*Text passage*
·····

Article summary
You know and use personas for a majority of your projects, but I’m here to tell you that you may have missed a category of user. A very important one. A not-so-friendly one.
Users Who Mean Harm
Let’s pretend you’ve created a beautifully functioning and user-friendly app. It’s living and breathing in the world when, BAM! An unfriendly, nay malicious, user begins threatening your ecosystem by attempting to scam your users or utilize your service for wrongdoing.
But who are these dark evil-doers? Here are a few examples:
- Fraudsters – Those looking to scam users from money or identity details
- Terrorists – Those looking to use your service to purchase unsavory goods, transfer sensitive information, or obtain illegal materials
- Predators (Sexual or Abusive) – Those looking to use personal information to stalk, assault, or hurt others
Think I’m being dramatic or extreme with these examples? These are real users, and I’ve worked with clients who have dealt with some from each category. And though they might not be as numerous as your “light” users, they can inflict the most damage. It’s a sad, but true, reality.
If you thought the tech industry grew quickly, take a peek at the fraud “industry.” Companies are struggling to keep up with ever-changing techniques that fraudsters use to score your information. And it’s not just information that’s being lost. It’s millions of dollars, personal property, and at times, human dignity.
One of the biggest pain points is that every time a new roadblock is built, fraudsters find another workaround. Oh, and Merry Christmas! Fraud increases by 20% every holiday season. Santa is not pleased.
The good news is that you can prevent fraud from happening even before launch with a process you already know. You’re going to build user personas and flow maps like you always do, but this time, you’re going to consider including villainous users.
This step isn’t always necessary, but in over half of the projects I’ve worked on this year, it was more than necessary. It was vital to the success of the application.
Thinking Like the Enemy
Let’s break this down a bit, and I’ll show you some quick examples of how you can include fraudulent users in your process.
The story
We’ll start by setting up some fake context. Imagine that we’re building an application for an international shipping service. Mixed in with the regular users and their endless shipments of jeans and baby formula are villainous users attempting to ship 50-gallon barrels of pool sanitizer to build homemade bombs. Fortunately, the company has been around for many years, so they have ample data on their villainous users.

·····

*Material*
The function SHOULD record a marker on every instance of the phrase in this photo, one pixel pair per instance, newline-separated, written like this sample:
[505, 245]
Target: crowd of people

·····

*Requirements*
1. Change "personas" to "user profiles" in the stretch of the article on villainous users from "Article summary" through "A not-so-friendly one.".
2. According to the article on villainous users, by how much does fraud increase every holiday season?
3. Based on the article on villainous users, mark each statement as yes or no, and quote the words that decide it.
(a) Including villainous users was vital in over half of the author's projects this year.
(b) The imagined application is for a domestic food delivery service.
(c) The company in the example has little data on its villainous users.
The data has no connection to the article on villainous users.

*Answers per task*
1.
Article summary
You know and use user profiles for a majority of your projects, but I’m here to tell you that you may have missed a category of user. A very important one. A not-so-friendly one.

2. By 20%.

3.
(a) Yes: "in over half of the projects I’ve worked on this year, it was more than necessary. It was vital to the success of the application."
(b) No: "Imagine that we’re building an application for an international shipping service."
(c) No: "so they have ample data on their villainous users."